# WHAT THE EXERCISE ASKS
From the first line to the last, restate the data word for word.

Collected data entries

· · · ·

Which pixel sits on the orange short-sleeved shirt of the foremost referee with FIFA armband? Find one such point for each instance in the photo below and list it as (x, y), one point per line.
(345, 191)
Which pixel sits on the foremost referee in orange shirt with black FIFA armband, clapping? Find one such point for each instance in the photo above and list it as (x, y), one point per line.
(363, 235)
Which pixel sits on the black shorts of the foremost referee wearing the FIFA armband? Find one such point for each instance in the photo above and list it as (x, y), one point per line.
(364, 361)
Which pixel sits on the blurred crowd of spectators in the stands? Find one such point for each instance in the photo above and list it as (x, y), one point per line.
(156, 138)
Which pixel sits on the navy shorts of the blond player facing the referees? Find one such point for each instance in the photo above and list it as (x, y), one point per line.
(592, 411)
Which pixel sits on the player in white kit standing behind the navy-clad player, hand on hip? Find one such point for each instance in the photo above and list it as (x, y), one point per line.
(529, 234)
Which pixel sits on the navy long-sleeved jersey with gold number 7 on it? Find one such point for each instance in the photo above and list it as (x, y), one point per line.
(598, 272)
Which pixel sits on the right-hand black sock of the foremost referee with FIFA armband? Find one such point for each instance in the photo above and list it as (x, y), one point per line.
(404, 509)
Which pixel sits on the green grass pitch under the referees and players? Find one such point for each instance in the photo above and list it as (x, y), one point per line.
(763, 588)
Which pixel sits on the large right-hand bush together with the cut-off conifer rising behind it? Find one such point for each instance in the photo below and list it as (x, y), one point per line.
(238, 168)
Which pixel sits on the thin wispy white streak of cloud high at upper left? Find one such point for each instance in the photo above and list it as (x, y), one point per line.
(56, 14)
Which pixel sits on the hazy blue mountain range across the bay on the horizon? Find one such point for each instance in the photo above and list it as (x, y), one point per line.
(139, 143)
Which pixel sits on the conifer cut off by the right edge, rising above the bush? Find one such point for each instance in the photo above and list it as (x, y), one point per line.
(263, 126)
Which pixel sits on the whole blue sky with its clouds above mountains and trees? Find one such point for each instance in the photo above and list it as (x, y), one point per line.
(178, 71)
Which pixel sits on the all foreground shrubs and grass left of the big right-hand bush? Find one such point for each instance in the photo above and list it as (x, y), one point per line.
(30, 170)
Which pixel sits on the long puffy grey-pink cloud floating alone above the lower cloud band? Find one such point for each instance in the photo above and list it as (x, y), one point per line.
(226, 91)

· · · ·

# RESULT OF THE EXERCISE
Which pixel sits on the orange short-sleeved shirt of the foremost referee with FIFA armband? Find one such point for each instance in the photo below and list it as (x, y), one point per line.
(345, 191)
Which pixel sits on the foremost referee in orange shirt with black FIFA armband, clapping? Find one such point for each instance in the photo above and list it as (x, y), one point per line.
(363, 235)
Which pixel sits on the black shorts of the foremost referee wearing the FIFA armband? Find one such point for each instance in the photo above and list it as (x, y), one point per line.
(364, 361)
Which pixel sits on the blurred crowd of spectators in the stands? Find one such point for each instance in the photo above and list it as (x, y), one point per line.
(156, 138)
Which pixel sits on the navy shorts of the blond player facing the referees? Find one such point for each instance in the photo above and list it as (x, y), one point per line.
(592, 411)
Which pixel sits on the player in white kit standing behind the navy-clad player, hand on hip? Find one such point for each instance in the photo above and list it as (x, y), one point per line.
(529, 234)
Which pixel sits on the navy long-sleeved jersey with gold number 7 on it? Find one such point for each instance in the photo above and list it as (x, y), one point per line.
(598, 272)
Which pixel sits on the right-hand black sock of the foremost referee with FIFA armband? Find one such point for each instance in the photo above and list it as (x, y), one point per line.
(404, 509)
Which pixel sits on the green grass pitch under the referees and players? Find one such point for each instance in the photo above and list it as (x, y), one point per line.
(763, 588)
Which pixel sits on the large right-hand bush together with the cut-off conifer rising behind it? Find one such point for each instance in the photo below and list it as (x, y), one point per line.
(238, 168)
Which pixel sits on the thin wispy white streak of cloud high at upper left? Find one such point for each instance in the photo above and list it as (x, y), one point per line.
(56, 14)
Which pixel sits on the hazy blue mountain range across the bay on the horizon? Find one such point for each instance in the photo above and list it as (x, y), one point per line.
(139, 143)
Which pixel sits on the conifer cut off by the right edge, rising above the bush? Find one such point for each instance in the photo above and list it as (x, y), one point per line.
(263, 126)
Which pixel sits on the whole blue sky with its clouds above mountains and trees? Find one such point for each instance in the photo above and list it as (x, y), one point per line.
(178, 71)
Which pixel sits on the all foreground shrubs and grass left of the big right-hand bush? Find one such point for each instance in the photo above and list it as (x, y), one point per line.
(30, 170)
Which pixel sits on the long puffy grey-pink cloud floating alone above the lower cloud band? Find one such point for each instance in the photo above and list it as (x, y), one point per line.
(226, 91)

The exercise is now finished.